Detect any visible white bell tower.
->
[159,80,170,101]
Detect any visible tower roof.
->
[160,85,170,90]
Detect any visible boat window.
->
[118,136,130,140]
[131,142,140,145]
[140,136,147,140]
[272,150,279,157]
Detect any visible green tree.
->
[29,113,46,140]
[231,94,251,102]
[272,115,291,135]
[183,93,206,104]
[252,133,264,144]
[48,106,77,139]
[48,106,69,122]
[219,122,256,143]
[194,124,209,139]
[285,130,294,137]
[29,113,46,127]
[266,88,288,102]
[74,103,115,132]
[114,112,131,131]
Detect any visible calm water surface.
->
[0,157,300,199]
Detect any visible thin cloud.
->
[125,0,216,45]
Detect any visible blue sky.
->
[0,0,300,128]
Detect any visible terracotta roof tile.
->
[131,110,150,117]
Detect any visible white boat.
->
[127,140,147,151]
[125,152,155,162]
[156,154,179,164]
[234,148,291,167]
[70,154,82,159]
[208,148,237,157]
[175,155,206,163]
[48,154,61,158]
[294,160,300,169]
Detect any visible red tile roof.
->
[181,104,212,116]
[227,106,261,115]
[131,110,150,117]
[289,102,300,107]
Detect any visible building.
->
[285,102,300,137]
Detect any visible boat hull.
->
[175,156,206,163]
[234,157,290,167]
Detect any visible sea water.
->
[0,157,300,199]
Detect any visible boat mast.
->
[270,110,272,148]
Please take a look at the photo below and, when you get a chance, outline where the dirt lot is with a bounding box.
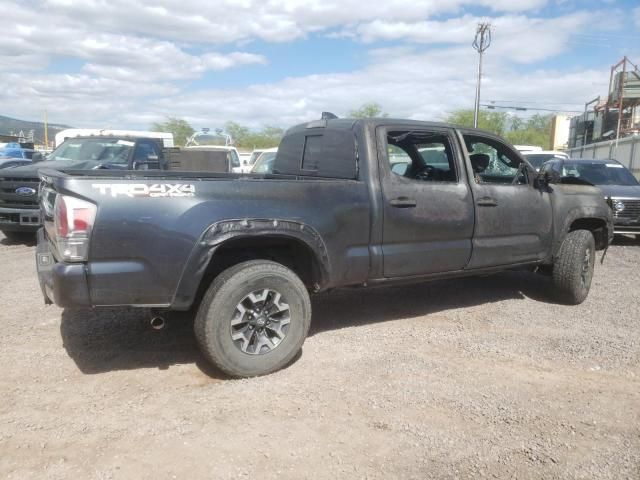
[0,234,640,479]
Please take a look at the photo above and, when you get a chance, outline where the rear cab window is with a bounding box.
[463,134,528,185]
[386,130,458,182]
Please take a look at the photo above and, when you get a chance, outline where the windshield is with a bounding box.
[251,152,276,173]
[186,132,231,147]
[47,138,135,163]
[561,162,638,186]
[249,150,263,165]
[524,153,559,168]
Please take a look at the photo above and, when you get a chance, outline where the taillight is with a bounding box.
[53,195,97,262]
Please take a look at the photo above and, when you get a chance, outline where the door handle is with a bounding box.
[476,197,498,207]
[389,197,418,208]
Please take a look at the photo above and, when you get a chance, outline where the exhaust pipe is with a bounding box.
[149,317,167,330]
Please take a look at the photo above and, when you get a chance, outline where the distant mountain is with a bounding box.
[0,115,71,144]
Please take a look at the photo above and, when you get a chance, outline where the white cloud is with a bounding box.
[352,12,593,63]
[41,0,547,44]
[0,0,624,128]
---*---
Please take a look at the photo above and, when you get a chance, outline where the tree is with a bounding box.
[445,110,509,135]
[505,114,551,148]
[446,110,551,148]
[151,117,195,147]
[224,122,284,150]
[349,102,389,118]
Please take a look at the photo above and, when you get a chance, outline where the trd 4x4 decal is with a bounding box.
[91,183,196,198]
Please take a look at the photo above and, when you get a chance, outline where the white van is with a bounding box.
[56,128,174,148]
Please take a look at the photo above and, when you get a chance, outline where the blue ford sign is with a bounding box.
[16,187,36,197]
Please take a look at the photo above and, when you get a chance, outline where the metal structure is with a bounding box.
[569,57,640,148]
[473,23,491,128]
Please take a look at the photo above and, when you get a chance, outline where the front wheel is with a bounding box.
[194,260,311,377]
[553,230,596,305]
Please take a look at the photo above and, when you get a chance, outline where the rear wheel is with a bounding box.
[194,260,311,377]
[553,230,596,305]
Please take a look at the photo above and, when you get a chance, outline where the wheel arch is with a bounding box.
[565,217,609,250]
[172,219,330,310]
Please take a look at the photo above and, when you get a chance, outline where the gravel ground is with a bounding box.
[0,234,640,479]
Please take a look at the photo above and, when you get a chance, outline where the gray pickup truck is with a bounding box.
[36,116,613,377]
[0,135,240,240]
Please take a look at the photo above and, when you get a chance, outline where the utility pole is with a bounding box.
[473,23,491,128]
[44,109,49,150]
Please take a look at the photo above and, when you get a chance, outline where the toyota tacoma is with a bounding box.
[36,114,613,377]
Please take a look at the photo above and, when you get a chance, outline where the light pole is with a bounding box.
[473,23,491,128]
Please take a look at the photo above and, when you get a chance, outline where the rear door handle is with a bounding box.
---*---
GOAL - Pick out every line of the material that contains the word "boat", and copy each of those lines.

RESULT OF THE TASK -
Detect any visible boat window.
Detect any visible white boat.
Detect any visible boat hull.
Detect any visible boat mast.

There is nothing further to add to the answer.